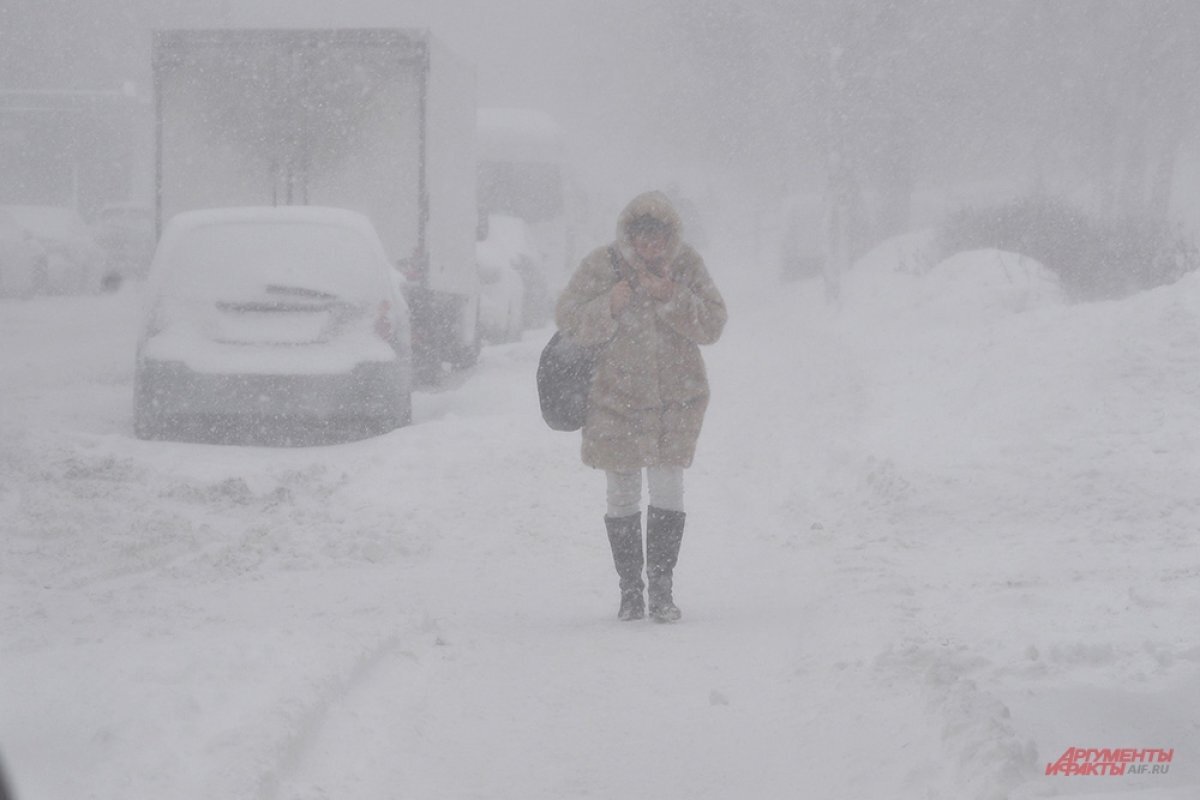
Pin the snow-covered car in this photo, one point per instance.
(75, 263)
(513, 282)
(126, 233)
(273, 325)
(22, 260)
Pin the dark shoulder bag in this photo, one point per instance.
(564, 376)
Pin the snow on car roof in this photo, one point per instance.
(315, 214)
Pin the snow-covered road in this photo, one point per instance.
(935, 539)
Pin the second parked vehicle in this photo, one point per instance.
(274, 326)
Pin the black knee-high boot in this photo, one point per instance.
(664, 534)
(625, 539)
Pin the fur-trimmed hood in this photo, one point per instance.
(649, 204)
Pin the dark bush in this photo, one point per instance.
(1093, 258)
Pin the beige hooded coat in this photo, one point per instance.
(649, 389)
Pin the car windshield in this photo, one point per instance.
(244, 260)
(46, 220)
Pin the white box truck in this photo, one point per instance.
(376, 120)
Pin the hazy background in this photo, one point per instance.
(918, 104)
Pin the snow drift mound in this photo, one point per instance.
(988, 284)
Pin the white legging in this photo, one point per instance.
(625, 489)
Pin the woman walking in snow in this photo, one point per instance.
(649, 301)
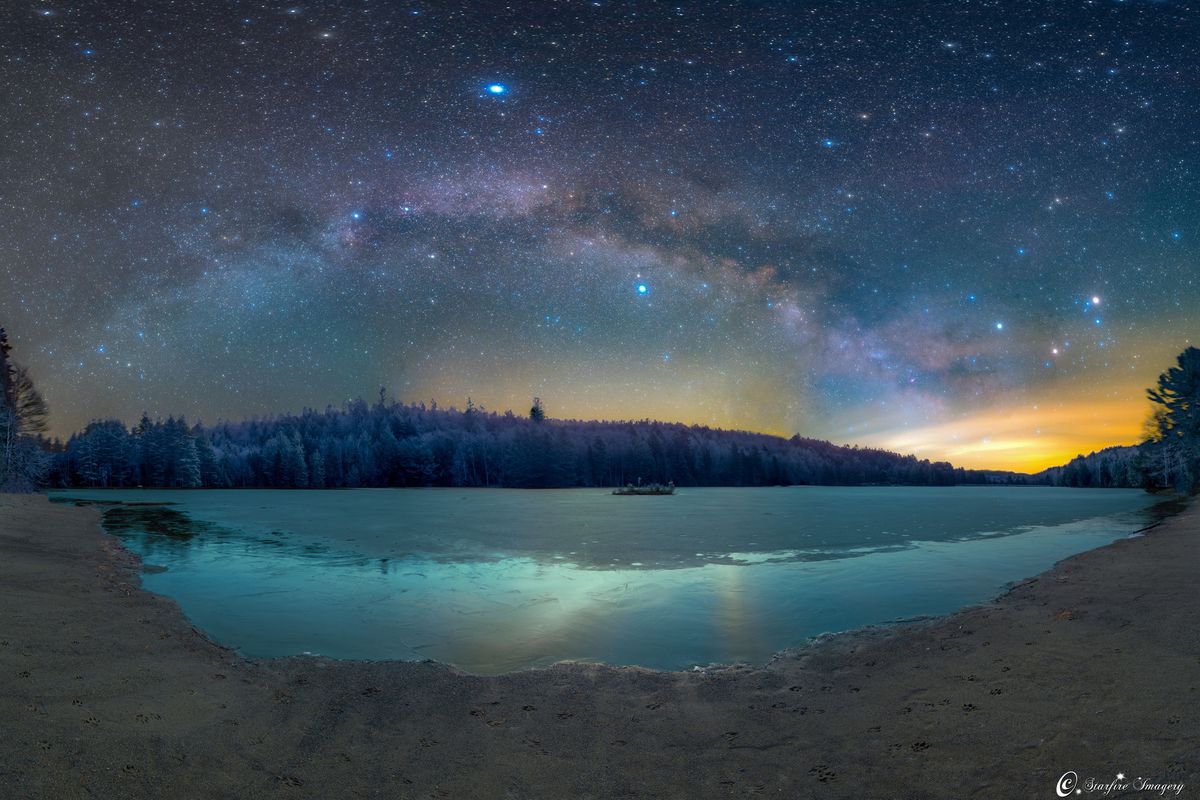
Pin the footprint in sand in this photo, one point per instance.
(822, 773)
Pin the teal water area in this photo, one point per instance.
(496, 579)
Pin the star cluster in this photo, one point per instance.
(960, 229)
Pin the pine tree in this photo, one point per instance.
(23, 417)
(1174, 450)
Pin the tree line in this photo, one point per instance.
(1169, 456)
(24, 461)
(388, 444)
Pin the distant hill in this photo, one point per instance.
(1121, 467)
(395, 444)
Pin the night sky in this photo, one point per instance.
(966, 230)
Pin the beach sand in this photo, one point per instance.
(107, 691)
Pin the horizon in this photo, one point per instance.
(129, 421)
(979, 248)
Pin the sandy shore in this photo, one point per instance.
(107, 691)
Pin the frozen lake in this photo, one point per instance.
(501, 579)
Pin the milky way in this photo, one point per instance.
(959, 229)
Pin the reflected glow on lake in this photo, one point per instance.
(497, 579)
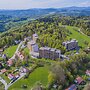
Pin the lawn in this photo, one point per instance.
(78, 36)
(40, 74)
(11, 50)
(1, 86)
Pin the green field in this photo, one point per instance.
(40, 74)
(11, 50)
(78, 36)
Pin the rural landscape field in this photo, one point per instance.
(44, 45)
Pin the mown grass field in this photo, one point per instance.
(78, 36)
(11, 50)
(40, 74)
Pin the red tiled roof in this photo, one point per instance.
(10, 62)
(72, 87)
(79, 80)
(88, 72)
(3, 70)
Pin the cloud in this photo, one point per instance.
(85, 4)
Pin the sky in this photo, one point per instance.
(27, 4)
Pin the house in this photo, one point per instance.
(10, 62)
(4, 56)
(33, 47)
(20, 55)
(49, 53)
(3, 70)
(17, 41)
(27, 39)
(1, 66)
(71, 45)
(88, 72)
(1, 51)
(17, 76)
(72, 87)
(23, 70)
(79, 80)
(35, 37)
(11, 76)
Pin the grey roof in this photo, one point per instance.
(31, 42)
(52, 49)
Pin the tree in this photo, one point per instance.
(87, 87)
(59, 73)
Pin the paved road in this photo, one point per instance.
(21, 75)
(4, 82)
(13, 57)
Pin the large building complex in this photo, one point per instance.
(32, 46)
(70, 45)
(49, 53)
(35, 37)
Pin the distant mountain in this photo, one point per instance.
(34, 13)
(13, 18)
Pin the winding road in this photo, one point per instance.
(21, 74)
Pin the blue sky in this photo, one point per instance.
(27, 4)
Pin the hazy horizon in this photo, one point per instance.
(29, 4)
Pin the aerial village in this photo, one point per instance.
(36, 52)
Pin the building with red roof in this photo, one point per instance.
(79, 80)
(88, 72)
(3, 70)
(72, 87)
(10, 62)
(11, 76)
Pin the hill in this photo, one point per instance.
(14, 18)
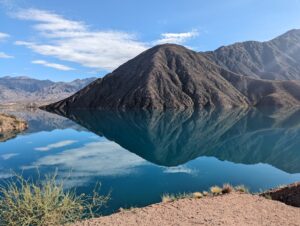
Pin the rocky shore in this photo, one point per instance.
(10, 126)
(235, 208)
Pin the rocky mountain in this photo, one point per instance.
(25, 90)
(173, 77)
(10, 126)
(172, 138)
(277, 59)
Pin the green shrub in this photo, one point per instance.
(241, 188)
(24, 202)
(227, 188)
(215, 190)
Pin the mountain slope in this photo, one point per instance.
(24, 90)
(277, 59)
(171, 76)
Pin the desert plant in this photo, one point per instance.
(205, 193)
(44, 202)
(216, 190)
(170, 198)
(227, 188)
(167, 198)
(197, 195)
(241, 188)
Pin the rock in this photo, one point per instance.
(30, 92)
(10, 126)
(289, 194)
(173, 77)
(277, 59)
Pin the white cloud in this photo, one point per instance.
(74, 41)
(177, 38)
(3, 36)
(52, 65)
(60, 144)
(5, 56)
(9, 156)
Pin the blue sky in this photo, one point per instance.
(62, 40)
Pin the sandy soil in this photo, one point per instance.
(230, 209)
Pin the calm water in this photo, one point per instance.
(140, 156)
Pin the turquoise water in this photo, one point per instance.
(139, 156)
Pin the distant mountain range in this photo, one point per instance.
(29, 91)
(173, 77)
(278, 59)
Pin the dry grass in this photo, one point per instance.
(24, 202)
(170, 198)
(241, 188)
(227, 188)
(167, 198)
(216, 190)
(197, 195)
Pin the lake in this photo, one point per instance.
(139, 156)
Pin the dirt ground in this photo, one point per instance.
(230, 209)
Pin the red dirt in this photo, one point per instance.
(230, 209)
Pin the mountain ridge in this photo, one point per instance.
(276, 59)
(170, 76)
(23, 90)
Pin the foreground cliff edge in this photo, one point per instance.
(234, 208)
(10, 126)
(173, 77)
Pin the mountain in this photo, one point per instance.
(172, 138)
(277, 59)
(25, 90)
(173, 77)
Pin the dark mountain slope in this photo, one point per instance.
(278, 59)
(171, 76)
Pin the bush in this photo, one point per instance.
(227, 188)
(241, 188)
(197, 195)
(24, 202)
(215, 190)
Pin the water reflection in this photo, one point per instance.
(245, 136)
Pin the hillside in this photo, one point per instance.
(277, 59)
(25, 90)
(173, 77)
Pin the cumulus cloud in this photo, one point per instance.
(177, 38)
(9, 156)
(74, 41)
(5, 56)
(3, 36)
(52, 65)
(60, 144)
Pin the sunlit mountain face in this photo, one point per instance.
(138, 156)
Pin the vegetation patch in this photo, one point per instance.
(45, 202)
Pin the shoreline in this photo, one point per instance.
(10, 126)
(233, 208)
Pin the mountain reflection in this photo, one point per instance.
(173, 138)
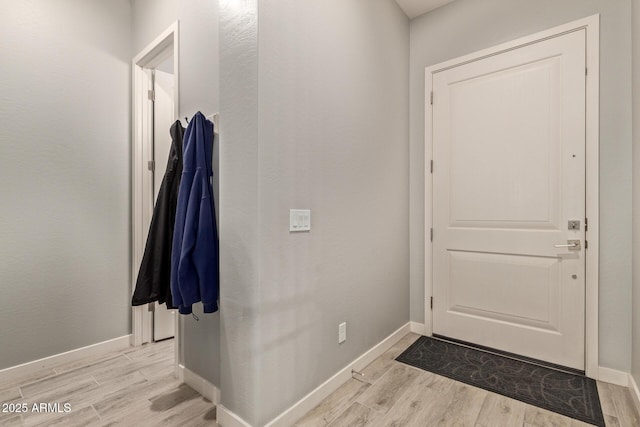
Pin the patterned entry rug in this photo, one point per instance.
(573, 395)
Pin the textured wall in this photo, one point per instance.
(64, 169)
(466, 26)
(635, 361)
(330, 133)
(199, 77)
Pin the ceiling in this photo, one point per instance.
(415, 8)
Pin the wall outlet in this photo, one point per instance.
(342, 332)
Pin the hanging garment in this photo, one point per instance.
(154, 277)
(194, 260)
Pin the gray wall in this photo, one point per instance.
(315, 115)
(64, 169)
(465, 26)
(635, 365)
(199, 77)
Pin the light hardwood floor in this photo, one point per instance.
(394, 394)
(134, 387)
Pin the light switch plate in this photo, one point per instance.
(299, 220)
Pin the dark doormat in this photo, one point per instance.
(575, 396)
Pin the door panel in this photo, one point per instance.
(509, 173)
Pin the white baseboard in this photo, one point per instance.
(417, 328)
(226, 418)
(10, 374)
(635, 391)
(613, 376)
(311, 400)
(199, 384)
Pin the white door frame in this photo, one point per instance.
(165, 45)
(592, 27)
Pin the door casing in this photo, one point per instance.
(142, 200)
(592, 26)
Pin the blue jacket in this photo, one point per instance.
(194, 257)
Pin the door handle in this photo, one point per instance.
(572, 245)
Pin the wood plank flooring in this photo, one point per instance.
(394, 394)
(135, 387)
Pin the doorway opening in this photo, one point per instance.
(155, 94)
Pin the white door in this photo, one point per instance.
(509, 175)
(163, 118)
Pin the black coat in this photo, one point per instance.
(155, 270)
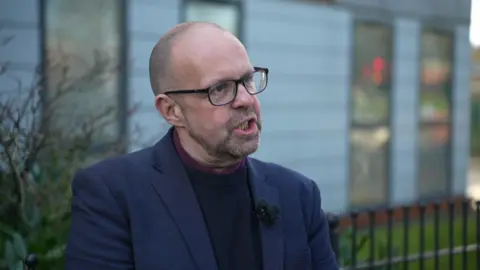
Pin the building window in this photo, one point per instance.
(435, 113)
(83, 52)
(224, 13)
(370, 130)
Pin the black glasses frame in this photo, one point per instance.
(237, 82)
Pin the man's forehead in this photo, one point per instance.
(211, 54)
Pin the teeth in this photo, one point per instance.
(244, 126)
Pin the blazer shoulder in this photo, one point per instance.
(118, 167)
(282, 175)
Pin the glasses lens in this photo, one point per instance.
(257, 82)
(222, 93)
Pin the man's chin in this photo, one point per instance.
(245, 149)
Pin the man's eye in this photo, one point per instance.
(220, 87)
(248, 79)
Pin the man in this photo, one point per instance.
(196, 200)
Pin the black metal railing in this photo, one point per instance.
(440, 235)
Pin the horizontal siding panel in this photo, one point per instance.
(305, 108)
(24, 46)
(153, 16)
(140, 54)
(333, 65)
(20, 11)
(282, 10)
(302, 119)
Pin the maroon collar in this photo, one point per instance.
(190, 162)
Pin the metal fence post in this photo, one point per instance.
(333, 225)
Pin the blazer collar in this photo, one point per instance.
(178, 195)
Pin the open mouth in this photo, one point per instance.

** REQUIREMENT **
Please repeat, exactly and only, the lines from the one containing "Pin the black metal" through the last line of the records, both included.

** EXERCISE OUTPUT **
Pin the black metal railing in this photo, one point per instance.
(440, 235)
Pin the horizontal siding panel in this photo, one point per instance.
(305, 108)
(24, 46)
(153, 16)
(140, 54)
(333, 65)
(20, 11)
(282, 10)
(302, 119)
Pin the maroon collar in this photo, one point per instance.
(190, 162)
Pin the metal fence post in this photo, one point per instance.
(333, 225)
Pin the blazer collar in this photo, one point per instance.
(178, 195)
Pin the open mouth in this photo, one point per instance.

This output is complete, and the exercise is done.